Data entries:
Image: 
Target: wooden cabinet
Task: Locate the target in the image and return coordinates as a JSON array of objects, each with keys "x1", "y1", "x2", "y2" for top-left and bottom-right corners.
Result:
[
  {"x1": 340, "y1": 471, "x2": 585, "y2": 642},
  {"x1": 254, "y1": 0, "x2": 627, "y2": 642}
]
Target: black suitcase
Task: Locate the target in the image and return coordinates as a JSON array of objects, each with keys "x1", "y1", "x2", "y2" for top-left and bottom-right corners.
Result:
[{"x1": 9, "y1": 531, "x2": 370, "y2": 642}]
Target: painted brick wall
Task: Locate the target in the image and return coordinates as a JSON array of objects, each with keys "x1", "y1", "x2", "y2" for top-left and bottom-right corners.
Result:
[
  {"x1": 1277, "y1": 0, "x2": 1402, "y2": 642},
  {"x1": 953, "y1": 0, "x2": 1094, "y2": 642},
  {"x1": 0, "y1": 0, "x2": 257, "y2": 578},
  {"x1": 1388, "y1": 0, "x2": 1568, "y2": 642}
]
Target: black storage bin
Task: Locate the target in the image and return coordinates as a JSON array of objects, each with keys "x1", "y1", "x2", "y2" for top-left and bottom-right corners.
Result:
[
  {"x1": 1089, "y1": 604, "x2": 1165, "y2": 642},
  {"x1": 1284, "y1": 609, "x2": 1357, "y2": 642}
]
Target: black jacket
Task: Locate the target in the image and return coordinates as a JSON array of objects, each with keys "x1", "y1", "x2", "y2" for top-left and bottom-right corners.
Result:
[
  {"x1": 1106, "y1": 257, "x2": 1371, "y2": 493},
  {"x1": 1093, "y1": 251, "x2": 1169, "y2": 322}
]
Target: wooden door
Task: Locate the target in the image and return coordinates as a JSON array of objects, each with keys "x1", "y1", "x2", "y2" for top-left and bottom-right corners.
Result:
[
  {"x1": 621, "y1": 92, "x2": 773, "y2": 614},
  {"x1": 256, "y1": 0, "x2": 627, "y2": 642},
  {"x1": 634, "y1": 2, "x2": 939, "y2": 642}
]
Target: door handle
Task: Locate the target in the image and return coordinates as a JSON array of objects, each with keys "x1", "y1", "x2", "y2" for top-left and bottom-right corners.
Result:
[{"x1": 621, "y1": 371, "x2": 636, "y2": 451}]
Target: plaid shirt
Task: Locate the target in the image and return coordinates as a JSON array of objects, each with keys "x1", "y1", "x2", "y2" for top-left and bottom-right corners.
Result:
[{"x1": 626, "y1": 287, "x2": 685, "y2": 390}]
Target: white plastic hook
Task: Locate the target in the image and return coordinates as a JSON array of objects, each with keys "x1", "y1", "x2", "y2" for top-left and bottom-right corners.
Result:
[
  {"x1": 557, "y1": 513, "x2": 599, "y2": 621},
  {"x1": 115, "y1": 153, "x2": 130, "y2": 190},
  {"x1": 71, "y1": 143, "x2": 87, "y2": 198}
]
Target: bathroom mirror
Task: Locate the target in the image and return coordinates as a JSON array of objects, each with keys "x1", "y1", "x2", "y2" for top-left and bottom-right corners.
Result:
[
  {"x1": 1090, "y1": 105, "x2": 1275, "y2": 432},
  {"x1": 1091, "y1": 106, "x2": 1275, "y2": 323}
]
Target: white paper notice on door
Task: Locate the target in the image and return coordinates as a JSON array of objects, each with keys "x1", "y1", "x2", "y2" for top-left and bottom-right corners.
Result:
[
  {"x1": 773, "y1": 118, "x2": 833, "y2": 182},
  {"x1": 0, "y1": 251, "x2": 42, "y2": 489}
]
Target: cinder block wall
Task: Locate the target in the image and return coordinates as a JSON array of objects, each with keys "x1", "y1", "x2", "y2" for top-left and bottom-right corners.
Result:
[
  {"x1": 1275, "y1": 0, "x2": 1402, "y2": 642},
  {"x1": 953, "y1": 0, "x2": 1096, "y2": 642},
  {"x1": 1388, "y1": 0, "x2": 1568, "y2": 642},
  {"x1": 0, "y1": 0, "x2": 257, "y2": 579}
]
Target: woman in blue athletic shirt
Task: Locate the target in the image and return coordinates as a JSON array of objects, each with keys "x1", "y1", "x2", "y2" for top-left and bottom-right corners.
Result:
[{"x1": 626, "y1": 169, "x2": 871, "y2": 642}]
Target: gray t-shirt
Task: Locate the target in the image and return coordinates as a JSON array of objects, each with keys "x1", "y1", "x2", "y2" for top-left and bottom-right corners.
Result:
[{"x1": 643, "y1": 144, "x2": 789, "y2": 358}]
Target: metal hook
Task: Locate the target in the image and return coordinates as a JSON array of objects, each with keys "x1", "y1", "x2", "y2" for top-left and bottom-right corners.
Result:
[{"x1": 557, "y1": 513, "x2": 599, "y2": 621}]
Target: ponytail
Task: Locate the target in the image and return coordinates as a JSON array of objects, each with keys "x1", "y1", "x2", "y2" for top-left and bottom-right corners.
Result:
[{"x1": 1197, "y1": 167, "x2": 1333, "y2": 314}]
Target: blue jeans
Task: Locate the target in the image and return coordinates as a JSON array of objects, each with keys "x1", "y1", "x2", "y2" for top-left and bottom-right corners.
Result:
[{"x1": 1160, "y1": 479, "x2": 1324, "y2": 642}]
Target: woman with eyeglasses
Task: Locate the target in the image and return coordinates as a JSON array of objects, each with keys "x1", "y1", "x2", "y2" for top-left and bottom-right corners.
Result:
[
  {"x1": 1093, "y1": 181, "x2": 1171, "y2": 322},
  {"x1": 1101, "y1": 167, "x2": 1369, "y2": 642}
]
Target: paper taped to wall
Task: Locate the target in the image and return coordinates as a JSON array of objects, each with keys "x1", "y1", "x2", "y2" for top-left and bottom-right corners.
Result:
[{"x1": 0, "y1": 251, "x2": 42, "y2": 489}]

▸ **What to do**: Pull out each line in the rows above that contains the word "wooden", matching case exactly.

▸ **Complete answer**:
Target: wooden cabinet
Target: wooden door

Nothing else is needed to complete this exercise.